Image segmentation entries
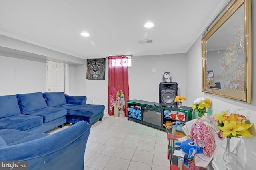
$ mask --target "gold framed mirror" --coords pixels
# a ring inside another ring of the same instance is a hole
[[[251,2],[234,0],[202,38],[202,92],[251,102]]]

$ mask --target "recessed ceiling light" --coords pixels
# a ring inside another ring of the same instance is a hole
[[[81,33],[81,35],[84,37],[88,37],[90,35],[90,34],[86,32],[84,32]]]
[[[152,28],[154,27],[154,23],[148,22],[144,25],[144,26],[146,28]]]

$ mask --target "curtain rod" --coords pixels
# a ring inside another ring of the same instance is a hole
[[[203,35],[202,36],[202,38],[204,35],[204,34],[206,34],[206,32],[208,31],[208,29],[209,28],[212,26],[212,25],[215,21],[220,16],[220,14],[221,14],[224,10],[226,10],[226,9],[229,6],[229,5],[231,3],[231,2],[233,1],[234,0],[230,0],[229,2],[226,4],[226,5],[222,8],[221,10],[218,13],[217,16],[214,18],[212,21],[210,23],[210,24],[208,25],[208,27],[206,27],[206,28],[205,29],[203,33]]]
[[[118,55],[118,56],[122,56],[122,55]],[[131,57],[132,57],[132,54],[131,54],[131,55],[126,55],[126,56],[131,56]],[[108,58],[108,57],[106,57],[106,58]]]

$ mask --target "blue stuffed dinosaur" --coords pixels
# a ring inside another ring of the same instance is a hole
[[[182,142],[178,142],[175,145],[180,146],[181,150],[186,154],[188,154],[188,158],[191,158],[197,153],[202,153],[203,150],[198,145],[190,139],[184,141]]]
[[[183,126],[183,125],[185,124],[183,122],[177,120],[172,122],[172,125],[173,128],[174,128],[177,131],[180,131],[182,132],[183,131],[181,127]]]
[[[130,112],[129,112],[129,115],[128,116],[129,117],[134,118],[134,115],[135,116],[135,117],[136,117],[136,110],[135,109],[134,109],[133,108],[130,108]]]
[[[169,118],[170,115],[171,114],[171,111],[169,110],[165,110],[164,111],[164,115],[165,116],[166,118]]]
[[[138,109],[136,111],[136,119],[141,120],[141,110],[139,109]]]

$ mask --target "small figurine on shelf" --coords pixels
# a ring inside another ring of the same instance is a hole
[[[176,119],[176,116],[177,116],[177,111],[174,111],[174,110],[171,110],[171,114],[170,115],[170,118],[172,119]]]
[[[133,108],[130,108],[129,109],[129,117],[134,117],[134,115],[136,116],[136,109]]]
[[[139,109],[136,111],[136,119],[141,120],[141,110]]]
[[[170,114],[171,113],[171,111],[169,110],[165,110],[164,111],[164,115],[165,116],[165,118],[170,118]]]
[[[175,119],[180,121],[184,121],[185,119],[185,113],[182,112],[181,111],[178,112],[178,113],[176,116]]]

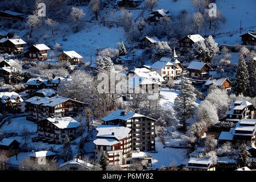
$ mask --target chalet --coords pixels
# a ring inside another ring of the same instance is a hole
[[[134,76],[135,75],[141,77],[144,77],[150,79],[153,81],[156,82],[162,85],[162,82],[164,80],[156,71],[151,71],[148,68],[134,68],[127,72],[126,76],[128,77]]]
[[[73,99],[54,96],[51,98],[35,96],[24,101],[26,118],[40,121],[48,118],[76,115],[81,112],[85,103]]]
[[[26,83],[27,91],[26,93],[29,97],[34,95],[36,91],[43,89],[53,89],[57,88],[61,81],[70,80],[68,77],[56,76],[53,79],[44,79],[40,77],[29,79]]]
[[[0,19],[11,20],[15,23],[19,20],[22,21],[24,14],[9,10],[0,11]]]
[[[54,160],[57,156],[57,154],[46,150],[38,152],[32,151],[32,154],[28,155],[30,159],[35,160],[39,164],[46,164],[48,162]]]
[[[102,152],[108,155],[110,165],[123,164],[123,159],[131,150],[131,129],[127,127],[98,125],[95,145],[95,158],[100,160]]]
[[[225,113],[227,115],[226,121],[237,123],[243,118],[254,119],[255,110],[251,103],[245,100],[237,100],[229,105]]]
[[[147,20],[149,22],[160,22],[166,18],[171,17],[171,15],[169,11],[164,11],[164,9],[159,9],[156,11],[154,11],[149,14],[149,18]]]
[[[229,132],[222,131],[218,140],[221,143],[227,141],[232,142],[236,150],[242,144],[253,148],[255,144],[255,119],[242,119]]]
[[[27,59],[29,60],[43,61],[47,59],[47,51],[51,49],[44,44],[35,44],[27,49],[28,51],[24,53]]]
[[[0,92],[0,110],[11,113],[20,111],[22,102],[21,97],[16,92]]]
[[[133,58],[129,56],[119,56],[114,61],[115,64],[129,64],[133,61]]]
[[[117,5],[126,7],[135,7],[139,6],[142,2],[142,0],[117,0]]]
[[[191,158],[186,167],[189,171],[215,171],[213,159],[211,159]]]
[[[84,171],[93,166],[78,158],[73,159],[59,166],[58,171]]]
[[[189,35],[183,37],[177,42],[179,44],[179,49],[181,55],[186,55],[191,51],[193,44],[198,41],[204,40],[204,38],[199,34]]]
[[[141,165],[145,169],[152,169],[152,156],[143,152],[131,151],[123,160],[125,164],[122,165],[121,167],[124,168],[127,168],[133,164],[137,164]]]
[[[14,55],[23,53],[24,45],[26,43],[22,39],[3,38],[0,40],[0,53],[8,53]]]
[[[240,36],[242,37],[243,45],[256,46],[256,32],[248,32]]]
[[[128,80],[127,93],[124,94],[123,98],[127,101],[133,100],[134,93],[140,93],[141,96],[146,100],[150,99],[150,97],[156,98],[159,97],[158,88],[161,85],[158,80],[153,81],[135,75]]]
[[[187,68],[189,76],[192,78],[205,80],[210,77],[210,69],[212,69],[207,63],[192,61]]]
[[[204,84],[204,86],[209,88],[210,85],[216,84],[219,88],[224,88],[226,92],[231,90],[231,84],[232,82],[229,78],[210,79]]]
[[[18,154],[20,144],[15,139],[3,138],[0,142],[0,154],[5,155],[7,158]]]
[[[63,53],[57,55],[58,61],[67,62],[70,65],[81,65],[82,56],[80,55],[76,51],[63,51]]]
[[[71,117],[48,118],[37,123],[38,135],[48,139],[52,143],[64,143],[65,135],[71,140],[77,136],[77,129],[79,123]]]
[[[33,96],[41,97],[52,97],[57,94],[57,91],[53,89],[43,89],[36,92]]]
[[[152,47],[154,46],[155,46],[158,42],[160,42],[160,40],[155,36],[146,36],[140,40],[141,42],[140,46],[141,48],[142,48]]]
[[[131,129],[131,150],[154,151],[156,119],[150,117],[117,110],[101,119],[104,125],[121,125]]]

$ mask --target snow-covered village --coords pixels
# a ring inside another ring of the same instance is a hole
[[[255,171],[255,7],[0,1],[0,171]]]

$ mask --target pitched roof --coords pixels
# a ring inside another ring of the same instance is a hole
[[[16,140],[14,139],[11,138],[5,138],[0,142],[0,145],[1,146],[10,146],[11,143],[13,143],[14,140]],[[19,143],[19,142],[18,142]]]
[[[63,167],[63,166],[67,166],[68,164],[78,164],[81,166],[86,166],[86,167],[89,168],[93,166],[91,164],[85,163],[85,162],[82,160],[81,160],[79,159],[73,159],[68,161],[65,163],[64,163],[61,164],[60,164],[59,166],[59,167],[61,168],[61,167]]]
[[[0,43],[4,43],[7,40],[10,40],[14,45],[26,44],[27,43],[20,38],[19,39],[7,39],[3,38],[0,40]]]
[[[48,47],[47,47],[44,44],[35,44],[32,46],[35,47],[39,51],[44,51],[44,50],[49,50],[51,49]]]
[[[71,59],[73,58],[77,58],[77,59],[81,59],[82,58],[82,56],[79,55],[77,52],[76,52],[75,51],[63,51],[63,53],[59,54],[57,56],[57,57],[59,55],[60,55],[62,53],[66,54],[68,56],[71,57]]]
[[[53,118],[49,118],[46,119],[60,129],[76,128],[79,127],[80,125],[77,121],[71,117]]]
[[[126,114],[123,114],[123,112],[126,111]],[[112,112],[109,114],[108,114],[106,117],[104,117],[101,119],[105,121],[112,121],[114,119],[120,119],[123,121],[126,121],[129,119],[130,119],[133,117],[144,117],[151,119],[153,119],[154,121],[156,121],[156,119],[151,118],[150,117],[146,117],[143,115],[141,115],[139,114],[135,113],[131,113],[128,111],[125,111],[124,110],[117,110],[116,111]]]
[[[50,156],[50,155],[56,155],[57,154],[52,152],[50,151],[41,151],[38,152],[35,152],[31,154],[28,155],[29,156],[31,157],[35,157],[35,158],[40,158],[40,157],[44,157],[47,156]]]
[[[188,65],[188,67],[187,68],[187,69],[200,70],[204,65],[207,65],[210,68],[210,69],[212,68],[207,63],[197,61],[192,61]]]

Exercise directions: Set down unchanged the lines of the items above, starting at the line that contains "chalet --coords pixels" and ending at the line that contains "[[[0,19],[11,20],[15,23],[19,20],[22,21],[24,14],[9,10],[0,11]]]", both included.

Expected answer:
$ mask --target chalet --coords pixels
# a ring inside another ring of the same instance is a hole
[[[134,76],[135,75],[141,77],[144,77],[150,79],[153,81],[156,82],[162,85],[162,82],[164,80],[156,71],[151,71],[148,68],[134,68],[127,72],[126,76],[128,77]]]
[[[73,99],[54,96],[51,98],[35,96],[24,101],[26,118],[40,121],[48,118],[76,115],[81,112],[85,103]]]
[[[26,83],[27,91],[26,93],[29,97],[34,95],[36,91],[43,89],[53,89],[57,88],[61,81],[70,80],[68,77],[56,76],[53,79],[44,79],[40,77],[29,79]]]
[[[0,19],[11,20],[15,23],[19,20],[22,21],[24,14],[9,10],[0,11]]]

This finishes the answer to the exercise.